GOAL OF THE EXERCISE: Can you filter the data below down to only the lines that contain the string "shoulder", copying each one unchanged?

MATERIAL PROVIDED:

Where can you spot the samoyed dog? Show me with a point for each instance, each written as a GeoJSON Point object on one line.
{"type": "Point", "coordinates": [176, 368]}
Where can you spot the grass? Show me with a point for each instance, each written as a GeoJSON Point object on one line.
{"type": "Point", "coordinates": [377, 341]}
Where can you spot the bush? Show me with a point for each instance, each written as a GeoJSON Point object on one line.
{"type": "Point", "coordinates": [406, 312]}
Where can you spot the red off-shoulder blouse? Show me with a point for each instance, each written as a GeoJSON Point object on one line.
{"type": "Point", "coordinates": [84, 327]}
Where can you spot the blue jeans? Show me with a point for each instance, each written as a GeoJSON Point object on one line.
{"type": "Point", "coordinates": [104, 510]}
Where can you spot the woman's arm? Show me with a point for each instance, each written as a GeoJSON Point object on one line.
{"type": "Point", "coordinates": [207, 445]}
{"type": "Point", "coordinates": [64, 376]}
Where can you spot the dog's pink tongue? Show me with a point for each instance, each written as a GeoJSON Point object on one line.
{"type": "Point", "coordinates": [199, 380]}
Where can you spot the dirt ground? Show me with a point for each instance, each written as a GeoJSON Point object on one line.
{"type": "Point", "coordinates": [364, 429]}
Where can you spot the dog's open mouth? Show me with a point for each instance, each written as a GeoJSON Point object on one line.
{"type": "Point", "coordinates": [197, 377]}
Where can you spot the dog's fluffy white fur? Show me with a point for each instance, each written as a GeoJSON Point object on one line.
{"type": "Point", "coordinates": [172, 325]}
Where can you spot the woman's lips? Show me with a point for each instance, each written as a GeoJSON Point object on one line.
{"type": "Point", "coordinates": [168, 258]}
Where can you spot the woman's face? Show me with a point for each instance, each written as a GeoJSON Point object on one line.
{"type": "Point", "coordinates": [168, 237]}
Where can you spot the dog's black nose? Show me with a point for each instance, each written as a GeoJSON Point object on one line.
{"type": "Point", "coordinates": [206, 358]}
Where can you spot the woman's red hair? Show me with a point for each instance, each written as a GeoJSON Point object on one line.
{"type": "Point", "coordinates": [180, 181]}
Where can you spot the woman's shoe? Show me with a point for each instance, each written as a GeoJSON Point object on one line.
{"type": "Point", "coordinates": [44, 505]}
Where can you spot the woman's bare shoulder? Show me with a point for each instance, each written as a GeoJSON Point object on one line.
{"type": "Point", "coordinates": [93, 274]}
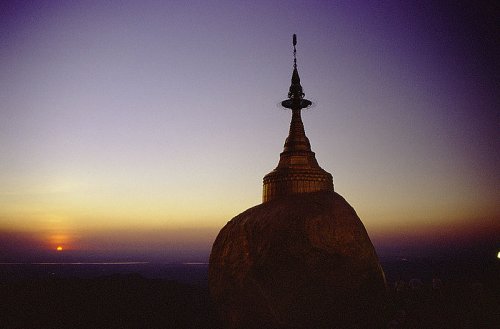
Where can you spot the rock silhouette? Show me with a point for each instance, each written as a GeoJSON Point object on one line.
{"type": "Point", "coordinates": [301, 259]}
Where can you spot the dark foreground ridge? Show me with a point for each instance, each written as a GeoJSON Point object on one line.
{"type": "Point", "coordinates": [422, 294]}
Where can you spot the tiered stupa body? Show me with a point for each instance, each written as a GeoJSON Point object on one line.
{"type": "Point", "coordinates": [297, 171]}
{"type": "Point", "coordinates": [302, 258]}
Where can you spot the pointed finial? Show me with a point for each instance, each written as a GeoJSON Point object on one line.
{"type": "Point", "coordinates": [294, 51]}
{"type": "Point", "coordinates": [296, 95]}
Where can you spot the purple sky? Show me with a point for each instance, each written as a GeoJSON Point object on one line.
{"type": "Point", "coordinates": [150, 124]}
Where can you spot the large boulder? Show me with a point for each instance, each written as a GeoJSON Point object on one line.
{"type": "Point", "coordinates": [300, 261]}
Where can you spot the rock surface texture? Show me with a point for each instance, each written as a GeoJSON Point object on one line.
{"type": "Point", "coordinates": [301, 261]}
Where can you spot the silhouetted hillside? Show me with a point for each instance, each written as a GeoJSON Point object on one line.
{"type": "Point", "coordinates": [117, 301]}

--

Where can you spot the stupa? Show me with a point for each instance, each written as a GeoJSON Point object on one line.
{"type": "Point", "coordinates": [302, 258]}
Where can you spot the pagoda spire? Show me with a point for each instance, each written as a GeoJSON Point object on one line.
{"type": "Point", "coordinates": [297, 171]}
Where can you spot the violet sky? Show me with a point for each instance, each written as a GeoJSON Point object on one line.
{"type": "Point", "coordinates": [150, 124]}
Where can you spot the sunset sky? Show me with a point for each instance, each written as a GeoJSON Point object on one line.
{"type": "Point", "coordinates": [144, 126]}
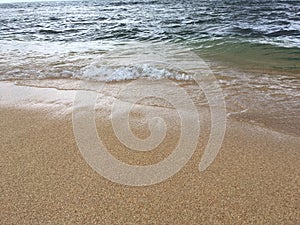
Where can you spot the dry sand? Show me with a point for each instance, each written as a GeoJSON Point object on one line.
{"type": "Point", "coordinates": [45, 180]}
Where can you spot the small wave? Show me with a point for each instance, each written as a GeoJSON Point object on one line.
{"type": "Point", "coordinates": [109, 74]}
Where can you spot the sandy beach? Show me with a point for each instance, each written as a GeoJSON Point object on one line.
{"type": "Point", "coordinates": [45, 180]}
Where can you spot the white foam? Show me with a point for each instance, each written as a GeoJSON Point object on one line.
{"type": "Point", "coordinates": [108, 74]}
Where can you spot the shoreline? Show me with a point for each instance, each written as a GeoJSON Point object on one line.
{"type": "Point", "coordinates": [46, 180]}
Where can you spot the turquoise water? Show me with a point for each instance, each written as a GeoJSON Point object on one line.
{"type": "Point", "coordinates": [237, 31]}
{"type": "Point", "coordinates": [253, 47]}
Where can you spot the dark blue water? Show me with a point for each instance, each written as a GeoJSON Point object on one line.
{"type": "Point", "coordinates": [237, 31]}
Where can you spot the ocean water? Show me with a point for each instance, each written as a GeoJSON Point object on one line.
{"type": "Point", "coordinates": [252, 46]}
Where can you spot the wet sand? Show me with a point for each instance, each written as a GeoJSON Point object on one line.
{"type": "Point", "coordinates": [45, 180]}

EXERCISE ANSWER:
Where can you spot the red off-shoulder blouse? Show me with a point for each instance, each written as a GeoJSON Point object on one line.
Where can you spot the woman's bare shoulder? Show me with a point for each instance, each written as a GeoJSON Point object on one line.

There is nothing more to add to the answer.